# length of hair?



## Lindzarie (Jun 30, 2008)

I was wondering how long the most of you keep your dogs hair.

I know the standard is to have it long but my gizmo does not like to get brushed and groomed so I tend to keep it med/short. In the summer I keep it shorter than in the winter. He likes to run around in the grass and then it is a heck of a night to get him clean and try our best to prevent matting. I have tried brushing him every day since he was little trying to get him used to it and now that he is 2 I think it is safe to say its not his favorite thing.

It is sooo much easier for both of us if I just keep his hair shorter so I can brush it easier and we get along better! haha.

Just wondering what the rest of you guys so! here is a pic of what he generally looks like.


----------



## motherslittlehelper (Mar 18, 2010)

» **SUPPLIED MATERIAL**:
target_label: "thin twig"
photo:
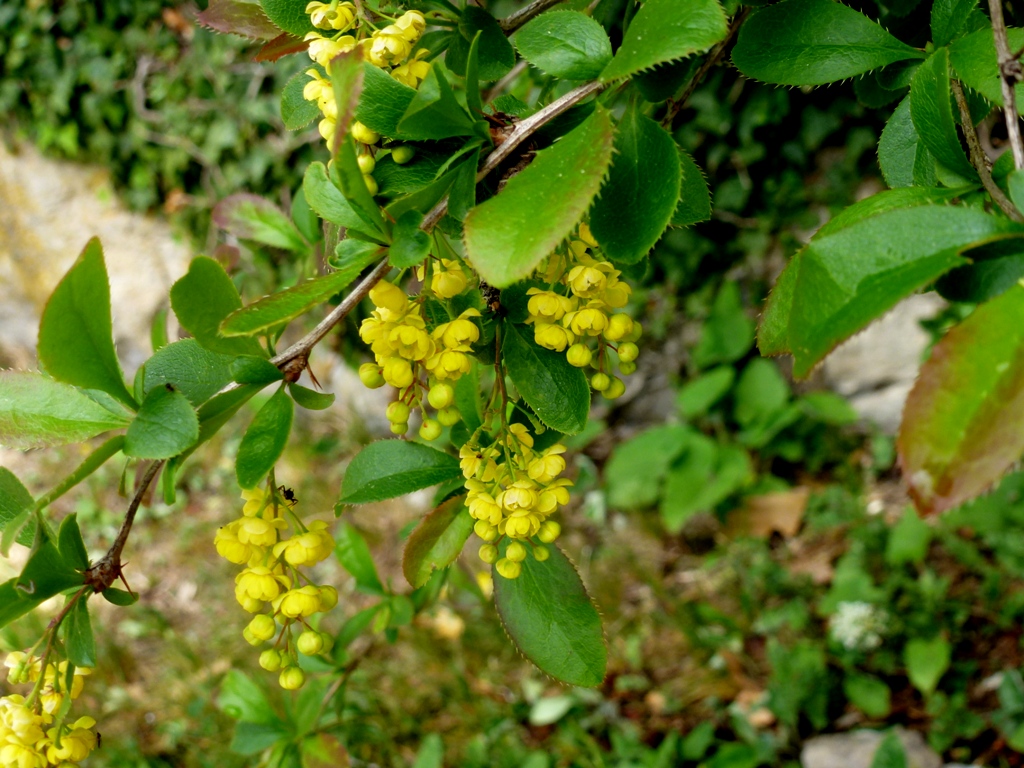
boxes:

» **WRITTEN REQUEST A**: According to the forum thread, in which season does the poster keep the dog's hair shorter?
» **WRITTEN REQUEST B**: Return the stretch of the forum thread from "# length of" through "generally looks like.", copied word for word.

» **FULL SOLUTION A**: In the summer.

» **FULL SOLUTION B**:
# length of hair?



## Lindzarie (Jun 30, 2008)

I was wondering how long the most of you keep your dogs hair.

I know the standard is to have it long but my gizmo does not like to get brushed and groomed so I tend to keep it med/short. In the summer I keep it shorter than in the winter. He likes to run around in the grass and then it is a heck of a night to get him clean and try our best to prevent matting. I have tried brushing him every day since he was little trying to get him used to it and now that he is 2 I think it is safe to say its not his favorite thing.

It is sooo much easier for both of us if I just keep his hair shorter so I can brush it easier and we get along better! haha.

Just wondering what the rest of you guys so! here is a pic of what he generally looks like.